═══ Supplied entries ═══

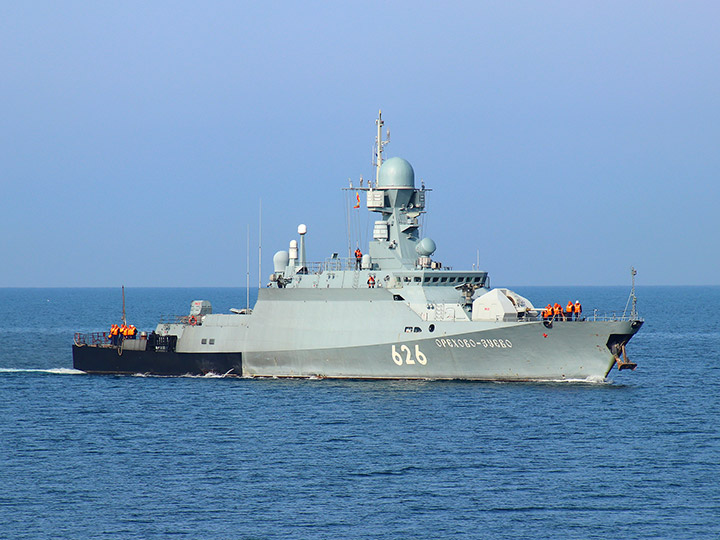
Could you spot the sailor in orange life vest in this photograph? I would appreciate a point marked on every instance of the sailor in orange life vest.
(569, 310)
(114, 333)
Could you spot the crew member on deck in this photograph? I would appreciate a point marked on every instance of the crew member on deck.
(114, 333)
(569, 310)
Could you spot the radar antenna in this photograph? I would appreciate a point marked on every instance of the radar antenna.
(379, 147)
(633, 310)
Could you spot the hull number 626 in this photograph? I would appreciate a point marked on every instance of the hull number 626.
(406, 356)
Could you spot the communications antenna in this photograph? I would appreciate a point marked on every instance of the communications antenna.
(379, 146)
(633, 309)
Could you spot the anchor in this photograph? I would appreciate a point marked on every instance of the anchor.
(624, 363)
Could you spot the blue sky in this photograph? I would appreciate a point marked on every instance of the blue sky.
(566, 141)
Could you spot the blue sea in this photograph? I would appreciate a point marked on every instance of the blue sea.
(131, 457)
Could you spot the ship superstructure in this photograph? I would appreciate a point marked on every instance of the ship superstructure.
(393, 313)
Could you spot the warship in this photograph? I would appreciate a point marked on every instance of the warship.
(391, 313)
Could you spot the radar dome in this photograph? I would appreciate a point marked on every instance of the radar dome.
(425, 247)
(396, 173)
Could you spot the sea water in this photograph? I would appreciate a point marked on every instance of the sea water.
(88, 456)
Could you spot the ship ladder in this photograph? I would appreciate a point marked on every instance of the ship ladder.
(624, 363)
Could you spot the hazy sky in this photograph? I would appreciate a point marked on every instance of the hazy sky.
(566, 141)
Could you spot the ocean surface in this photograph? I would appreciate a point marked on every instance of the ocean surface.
(87, 456)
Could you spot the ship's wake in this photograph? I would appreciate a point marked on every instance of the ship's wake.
(53, 371)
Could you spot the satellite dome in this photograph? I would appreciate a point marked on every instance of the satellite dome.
(396, 173)
(425, 247)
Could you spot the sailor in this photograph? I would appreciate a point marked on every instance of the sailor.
(569, 310)
(114, 333)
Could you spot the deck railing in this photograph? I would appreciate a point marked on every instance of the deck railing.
(92, 338)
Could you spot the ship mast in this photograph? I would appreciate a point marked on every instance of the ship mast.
(124, 320)
(379, 146)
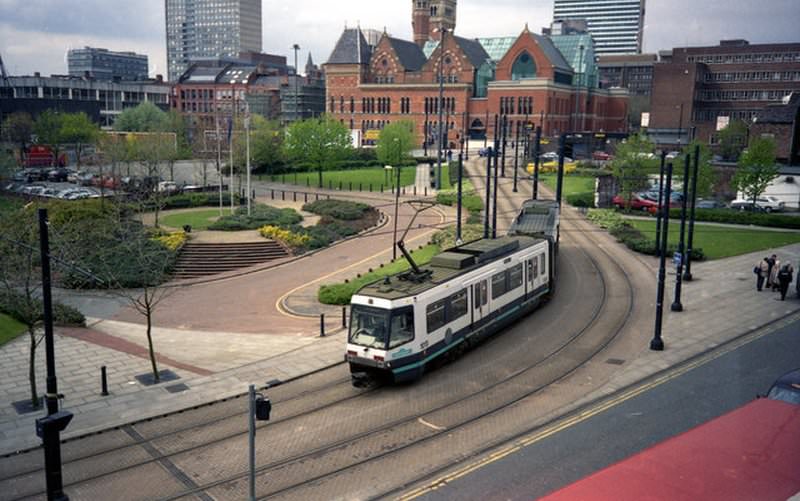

═══

Required action → Exactly the lines from the one that contains "Could you spot the ship mast" through the final line of the records above are needed, given again word for word, with every picture left out.

Finished task →
Could you spot the ship mast in this photograph? I would appreciate a point marked on every instance of the ship mast.
(124, 320)
(379, 146)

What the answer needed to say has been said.